**The records:**
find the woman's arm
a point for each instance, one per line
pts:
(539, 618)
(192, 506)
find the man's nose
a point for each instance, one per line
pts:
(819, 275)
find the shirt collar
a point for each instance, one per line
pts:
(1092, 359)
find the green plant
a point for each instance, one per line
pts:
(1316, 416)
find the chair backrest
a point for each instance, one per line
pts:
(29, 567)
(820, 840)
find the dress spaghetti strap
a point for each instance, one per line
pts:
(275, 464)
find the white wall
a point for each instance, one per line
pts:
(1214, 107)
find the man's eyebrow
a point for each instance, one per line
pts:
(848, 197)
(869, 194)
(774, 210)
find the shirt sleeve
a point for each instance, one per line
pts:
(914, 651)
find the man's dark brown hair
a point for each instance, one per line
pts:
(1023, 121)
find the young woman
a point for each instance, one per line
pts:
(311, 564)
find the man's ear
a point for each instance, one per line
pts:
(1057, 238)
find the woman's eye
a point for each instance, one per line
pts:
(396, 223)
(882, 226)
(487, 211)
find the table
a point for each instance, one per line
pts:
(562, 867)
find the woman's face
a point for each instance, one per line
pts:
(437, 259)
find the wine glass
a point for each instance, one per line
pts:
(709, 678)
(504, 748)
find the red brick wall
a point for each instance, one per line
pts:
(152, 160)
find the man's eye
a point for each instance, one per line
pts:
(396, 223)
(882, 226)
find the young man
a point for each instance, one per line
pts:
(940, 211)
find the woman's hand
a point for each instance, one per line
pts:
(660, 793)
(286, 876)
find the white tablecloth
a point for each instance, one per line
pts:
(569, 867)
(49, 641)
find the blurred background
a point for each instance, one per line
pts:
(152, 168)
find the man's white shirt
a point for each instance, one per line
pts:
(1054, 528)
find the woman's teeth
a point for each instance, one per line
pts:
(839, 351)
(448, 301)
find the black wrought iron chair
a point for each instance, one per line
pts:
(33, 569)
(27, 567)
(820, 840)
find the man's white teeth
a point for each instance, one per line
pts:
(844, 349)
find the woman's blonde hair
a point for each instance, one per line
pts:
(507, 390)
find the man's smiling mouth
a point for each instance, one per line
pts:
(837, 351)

**Exercise aim:** Carry over every line of the rows above, from the one containing "find the woman's blonde hair" through the end of the rows, inclusive, adding 144 to each x and y coordinate of the points.

**Problem solution:**
find the woman's blonde hair
a point for each instance, one per line
pts:
(651, 534)
find the man's smiling mouth
a point for each instance, one per line
pts:
(981, 495)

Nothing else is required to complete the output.